Recast the listing from the line with "the ski pole" to the line with "[[884, 525]]", both included, as a two-column CSV headed input and output. Put each line of text under input and the answer that follows it under output, giving each value one quoted field with line breaks turned into spaces.
* start *
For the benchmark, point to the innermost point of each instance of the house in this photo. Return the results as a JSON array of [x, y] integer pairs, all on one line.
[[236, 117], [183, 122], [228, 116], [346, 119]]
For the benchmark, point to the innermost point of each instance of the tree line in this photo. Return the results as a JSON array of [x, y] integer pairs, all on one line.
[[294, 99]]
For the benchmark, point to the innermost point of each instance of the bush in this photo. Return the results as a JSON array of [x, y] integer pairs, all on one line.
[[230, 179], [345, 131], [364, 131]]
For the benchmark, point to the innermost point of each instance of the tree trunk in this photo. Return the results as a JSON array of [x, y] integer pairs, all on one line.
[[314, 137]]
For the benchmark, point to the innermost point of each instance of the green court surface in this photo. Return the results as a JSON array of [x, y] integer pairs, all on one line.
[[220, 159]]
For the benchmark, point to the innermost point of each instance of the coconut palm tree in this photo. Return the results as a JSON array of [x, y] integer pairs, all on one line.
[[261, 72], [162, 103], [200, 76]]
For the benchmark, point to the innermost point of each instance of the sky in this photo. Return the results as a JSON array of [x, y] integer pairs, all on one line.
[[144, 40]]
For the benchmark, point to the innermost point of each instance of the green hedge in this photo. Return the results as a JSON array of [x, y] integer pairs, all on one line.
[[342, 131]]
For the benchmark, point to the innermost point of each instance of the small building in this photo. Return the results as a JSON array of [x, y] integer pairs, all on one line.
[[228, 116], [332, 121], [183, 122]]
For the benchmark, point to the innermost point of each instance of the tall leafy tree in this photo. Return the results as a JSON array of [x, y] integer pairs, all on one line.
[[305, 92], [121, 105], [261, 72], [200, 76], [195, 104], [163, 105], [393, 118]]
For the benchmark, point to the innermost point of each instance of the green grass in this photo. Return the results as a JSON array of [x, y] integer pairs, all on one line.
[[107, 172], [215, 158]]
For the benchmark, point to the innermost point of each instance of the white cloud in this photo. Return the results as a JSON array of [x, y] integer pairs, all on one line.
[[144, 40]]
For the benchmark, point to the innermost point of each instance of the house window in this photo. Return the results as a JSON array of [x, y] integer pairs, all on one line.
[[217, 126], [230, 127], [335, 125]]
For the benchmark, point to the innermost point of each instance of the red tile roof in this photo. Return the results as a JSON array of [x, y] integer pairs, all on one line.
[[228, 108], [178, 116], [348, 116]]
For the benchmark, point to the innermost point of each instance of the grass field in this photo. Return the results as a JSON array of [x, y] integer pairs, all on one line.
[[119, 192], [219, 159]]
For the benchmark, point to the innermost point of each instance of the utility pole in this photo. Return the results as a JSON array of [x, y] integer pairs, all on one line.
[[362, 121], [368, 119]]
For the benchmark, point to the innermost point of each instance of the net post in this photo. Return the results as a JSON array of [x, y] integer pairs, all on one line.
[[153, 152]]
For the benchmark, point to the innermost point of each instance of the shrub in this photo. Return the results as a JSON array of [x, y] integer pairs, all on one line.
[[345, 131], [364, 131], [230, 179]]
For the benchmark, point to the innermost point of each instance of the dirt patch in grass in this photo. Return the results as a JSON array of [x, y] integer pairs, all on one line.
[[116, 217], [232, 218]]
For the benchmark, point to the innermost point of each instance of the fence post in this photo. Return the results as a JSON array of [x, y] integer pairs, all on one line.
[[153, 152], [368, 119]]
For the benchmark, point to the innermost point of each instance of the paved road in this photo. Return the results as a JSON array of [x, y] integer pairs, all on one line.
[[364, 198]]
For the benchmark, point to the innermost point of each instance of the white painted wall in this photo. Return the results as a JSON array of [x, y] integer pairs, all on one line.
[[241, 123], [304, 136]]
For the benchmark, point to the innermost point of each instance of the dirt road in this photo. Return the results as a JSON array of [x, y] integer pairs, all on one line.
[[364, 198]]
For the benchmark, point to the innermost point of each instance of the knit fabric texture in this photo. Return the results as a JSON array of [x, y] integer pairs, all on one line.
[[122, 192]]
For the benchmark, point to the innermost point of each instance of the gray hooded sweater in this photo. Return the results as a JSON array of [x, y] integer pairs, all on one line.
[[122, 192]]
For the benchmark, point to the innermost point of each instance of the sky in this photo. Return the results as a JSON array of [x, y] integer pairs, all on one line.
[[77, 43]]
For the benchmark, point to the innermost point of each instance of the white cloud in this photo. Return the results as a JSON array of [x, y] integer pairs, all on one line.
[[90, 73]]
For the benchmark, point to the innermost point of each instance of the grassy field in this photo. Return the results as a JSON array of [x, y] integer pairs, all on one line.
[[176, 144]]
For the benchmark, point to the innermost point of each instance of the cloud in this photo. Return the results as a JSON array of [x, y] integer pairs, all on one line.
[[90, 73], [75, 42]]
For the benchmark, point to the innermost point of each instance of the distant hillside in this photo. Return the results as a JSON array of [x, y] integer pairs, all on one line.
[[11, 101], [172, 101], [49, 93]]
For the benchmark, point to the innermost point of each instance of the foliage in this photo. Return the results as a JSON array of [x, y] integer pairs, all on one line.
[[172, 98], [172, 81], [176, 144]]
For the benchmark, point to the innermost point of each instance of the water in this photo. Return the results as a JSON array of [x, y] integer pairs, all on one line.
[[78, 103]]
* end *
* start *
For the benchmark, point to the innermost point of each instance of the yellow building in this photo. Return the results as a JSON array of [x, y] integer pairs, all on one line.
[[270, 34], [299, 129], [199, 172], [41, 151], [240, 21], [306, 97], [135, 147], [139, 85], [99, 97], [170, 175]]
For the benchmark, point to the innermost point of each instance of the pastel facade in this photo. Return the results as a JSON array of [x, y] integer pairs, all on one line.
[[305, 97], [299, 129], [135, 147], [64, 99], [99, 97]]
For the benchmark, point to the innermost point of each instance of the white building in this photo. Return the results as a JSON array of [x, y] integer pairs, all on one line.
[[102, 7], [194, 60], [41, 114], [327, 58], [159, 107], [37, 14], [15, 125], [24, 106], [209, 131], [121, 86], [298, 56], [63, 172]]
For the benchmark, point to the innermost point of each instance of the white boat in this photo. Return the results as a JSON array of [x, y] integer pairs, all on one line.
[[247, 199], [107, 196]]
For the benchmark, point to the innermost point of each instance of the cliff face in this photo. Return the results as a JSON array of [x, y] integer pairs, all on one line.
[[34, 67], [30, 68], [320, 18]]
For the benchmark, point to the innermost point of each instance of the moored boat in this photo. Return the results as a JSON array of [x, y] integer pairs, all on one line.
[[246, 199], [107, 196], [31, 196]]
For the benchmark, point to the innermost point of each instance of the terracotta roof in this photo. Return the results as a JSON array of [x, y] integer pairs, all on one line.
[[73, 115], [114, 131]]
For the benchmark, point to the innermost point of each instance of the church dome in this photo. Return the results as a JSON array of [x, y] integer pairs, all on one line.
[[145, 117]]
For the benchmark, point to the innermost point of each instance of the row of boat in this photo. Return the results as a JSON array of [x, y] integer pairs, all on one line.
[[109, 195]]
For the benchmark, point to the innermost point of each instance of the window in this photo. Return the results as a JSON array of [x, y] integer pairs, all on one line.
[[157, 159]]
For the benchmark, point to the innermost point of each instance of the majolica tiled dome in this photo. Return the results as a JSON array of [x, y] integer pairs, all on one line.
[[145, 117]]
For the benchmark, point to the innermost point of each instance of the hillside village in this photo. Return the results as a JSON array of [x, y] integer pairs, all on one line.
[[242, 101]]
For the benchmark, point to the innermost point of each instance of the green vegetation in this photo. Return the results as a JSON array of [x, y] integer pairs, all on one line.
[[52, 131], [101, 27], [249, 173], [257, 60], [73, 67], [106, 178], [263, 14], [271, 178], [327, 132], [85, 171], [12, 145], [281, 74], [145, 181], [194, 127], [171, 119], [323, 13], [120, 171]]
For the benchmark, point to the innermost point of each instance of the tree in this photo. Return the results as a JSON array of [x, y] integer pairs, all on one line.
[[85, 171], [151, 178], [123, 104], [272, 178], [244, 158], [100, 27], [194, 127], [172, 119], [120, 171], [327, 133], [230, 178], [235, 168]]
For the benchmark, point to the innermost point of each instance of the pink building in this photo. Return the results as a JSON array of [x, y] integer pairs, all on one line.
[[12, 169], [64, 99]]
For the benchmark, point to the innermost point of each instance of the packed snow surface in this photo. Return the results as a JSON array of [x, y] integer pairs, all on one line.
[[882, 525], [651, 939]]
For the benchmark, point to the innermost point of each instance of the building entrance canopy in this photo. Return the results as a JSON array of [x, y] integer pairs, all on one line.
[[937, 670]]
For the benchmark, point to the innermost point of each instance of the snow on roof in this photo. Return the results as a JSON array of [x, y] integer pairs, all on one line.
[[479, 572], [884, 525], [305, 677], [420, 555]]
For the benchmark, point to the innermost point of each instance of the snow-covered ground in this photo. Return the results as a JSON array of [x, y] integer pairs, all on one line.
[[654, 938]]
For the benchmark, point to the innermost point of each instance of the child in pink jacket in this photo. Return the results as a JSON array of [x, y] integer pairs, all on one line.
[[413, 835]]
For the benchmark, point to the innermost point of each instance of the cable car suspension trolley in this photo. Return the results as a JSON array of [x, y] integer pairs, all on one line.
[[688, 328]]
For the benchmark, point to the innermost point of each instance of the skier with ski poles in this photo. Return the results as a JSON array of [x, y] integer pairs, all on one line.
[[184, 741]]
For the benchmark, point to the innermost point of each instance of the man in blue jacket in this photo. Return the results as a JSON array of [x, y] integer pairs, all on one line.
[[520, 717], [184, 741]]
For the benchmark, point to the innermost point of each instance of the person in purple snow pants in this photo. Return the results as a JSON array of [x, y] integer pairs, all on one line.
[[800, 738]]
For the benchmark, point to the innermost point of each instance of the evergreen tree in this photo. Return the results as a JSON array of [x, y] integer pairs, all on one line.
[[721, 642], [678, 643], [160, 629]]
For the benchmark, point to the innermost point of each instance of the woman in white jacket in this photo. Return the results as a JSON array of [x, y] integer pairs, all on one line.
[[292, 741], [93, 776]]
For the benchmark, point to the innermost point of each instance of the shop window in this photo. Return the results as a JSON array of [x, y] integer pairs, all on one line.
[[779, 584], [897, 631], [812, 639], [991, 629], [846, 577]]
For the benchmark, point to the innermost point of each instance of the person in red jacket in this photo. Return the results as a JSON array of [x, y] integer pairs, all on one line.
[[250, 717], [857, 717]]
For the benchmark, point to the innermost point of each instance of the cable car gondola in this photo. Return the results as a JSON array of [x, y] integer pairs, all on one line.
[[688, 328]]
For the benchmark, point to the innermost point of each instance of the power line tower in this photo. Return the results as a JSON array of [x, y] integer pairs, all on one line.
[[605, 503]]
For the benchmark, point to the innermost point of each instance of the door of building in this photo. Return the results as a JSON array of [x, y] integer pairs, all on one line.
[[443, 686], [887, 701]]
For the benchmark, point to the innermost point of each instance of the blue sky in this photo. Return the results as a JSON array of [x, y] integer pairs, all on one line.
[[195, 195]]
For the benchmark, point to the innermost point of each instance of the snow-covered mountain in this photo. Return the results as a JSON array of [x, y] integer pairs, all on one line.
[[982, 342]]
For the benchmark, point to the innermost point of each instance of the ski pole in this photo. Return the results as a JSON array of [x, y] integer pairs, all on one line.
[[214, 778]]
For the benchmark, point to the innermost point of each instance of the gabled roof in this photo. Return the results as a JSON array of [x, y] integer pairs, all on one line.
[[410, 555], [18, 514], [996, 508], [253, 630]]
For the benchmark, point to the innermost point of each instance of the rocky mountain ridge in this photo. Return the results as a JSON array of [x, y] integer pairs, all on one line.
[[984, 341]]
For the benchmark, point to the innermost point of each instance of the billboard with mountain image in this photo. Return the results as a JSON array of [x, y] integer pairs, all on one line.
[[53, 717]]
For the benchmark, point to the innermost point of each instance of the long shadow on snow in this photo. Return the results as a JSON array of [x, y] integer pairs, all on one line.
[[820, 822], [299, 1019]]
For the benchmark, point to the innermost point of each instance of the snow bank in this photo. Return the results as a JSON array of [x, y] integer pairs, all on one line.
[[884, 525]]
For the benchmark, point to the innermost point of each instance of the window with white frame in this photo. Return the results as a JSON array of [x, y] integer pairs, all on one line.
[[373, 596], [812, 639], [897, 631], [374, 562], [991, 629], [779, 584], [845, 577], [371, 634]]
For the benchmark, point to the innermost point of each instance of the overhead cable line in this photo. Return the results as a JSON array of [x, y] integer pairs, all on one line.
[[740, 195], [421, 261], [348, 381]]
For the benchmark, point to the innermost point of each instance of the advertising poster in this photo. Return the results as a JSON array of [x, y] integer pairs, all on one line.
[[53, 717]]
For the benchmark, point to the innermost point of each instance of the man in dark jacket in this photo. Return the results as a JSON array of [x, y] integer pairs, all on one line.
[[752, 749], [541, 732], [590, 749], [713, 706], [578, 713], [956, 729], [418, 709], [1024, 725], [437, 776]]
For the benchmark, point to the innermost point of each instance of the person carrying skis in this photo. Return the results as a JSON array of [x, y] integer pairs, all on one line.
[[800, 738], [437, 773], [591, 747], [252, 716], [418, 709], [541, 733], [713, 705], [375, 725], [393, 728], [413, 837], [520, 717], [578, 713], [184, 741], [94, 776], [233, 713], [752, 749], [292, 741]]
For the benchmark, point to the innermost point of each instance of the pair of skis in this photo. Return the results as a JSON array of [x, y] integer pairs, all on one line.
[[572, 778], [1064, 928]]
* end *
● Task output
input,output
"For the benchmark, point to the innermost point of each instance of the ski pole in this photo. Return the results as a JSON array of [x, y] integer pairs, all on one line.","[[214, 778]]"
"For the benchmark, point to the innermost point of each instance of the gabled roof in this photo. Return the results as a JSON array of [x, y] integer pairs, all on one line.","[[410, 555], [18, 514], [996, 508], [253, 630]]"
"For the benchmark, point to the innermost point of each instance of the rocky mountain ridge in this photo. Return the results as a JSON array of [x, y] integer pairs, all on one line.","[[984, 341]]"
"For the benchmark, point to the innermost point of each instance of the billboard with mountain image in this photo. Return the results as a JSON array of [x, y] integer pairs, all on one line.","[[53, 717]]"
"For the benchmark, point to the innermost point of each instance of the long shadow on snow in this photo. Return the results as a JSON array of [x, y] integer pairs, all on one line.","[[820, 822], [299, 1019]]"
"For the benchmark, point to the innermost point of each instance of the snow bank in this photo. Return the results as a JSON array of [x, y] integer pairs, all on one line.","[[884, 525]]"